[[ Supplied information open ]]
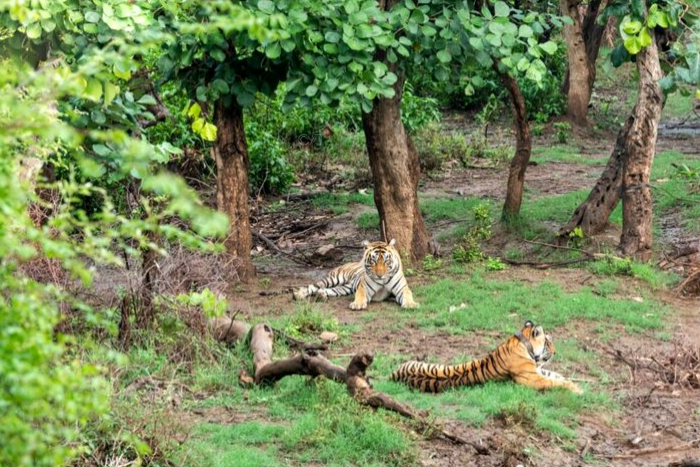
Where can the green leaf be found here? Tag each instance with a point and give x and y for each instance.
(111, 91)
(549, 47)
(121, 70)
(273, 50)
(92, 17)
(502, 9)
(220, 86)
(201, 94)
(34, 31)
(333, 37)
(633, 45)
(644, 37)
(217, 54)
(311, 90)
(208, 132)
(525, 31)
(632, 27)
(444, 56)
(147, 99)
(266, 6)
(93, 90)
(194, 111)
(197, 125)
[[ Supplied information closed ]]
[[ Supplied information open ]]
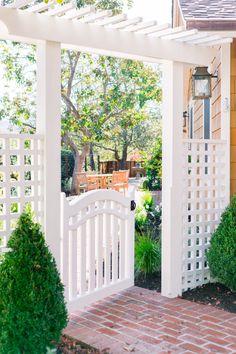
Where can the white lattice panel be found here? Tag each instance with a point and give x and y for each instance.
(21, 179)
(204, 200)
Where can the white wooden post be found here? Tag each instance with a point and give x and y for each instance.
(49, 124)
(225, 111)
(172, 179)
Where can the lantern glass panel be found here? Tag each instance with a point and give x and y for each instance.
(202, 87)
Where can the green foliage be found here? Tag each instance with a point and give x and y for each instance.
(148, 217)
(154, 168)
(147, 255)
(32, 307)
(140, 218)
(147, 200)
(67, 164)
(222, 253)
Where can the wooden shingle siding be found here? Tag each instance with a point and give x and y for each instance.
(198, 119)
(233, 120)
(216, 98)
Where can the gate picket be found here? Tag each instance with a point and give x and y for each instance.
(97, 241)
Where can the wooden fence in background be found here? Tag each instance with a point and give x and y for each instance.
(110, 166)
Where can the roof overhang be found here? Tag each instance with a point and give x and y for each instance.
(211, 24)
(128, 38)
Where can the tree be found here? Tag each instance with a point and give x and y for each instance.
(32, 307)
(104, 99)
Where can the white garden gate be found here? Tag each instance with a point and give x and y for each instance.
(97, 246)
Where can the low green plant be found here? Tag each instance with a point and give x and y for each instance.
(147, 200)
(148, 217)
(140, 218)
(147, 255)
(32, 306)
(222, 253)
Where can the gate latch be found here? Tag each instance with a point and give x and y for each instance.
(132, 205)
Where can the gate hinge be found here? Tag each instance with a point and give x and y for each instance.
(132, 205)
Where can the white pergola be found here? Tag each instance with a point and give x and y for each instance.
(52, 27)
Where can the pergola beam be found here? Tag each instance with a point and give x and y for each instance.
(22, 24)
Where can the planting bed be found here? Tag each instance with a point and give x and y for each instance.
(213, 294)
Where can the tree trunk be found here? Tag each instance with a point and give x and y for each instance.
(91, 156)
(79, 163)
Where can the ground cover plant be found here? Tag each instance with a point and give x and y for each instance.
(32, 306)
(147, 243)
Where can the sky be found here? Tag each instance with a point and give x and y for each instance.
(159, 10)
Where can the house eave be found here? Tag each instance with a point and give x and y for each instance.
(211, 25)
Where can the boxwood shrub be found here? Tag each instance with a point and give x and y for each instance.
[[ Supplied information closed ]]
* Instructions for the task
Find the line with "Where can the white pergola" in the entries above. Retype it and each line after it, exactly, through the line with "Where can the boxwood", and stop there.

* Answer to this exercise
Where can the white pergola be found here? Tag each instance with a point and give x and y for each instance.
(52, 27)
Where can the pergola beam be found here? Tag each instance with a point and give x and y for each instance.
(22, 24)
Where can the planting bed be found here? Tag each instance with a point and give x and y for each instance.
(213, 294)
Where can the tree trunk be found here? Tag each instance with a point and give x and y for each instance.
(91, 156)
(79, 163)
Where can the ground cover plant be found here? Tag each instance with a point and give x and y for each instance.
(32, 306)
(147, 243)
Where can the sky be found here? Tag each instance with a point and give x and y for each instance.
(159, 10)
Where can the house eave be found here? Tag each instance with a point and give x and y for each instance.
(211, 25)
Where can the boxwood shrub be found here? Tag each instance with a point and give x and y for each instance.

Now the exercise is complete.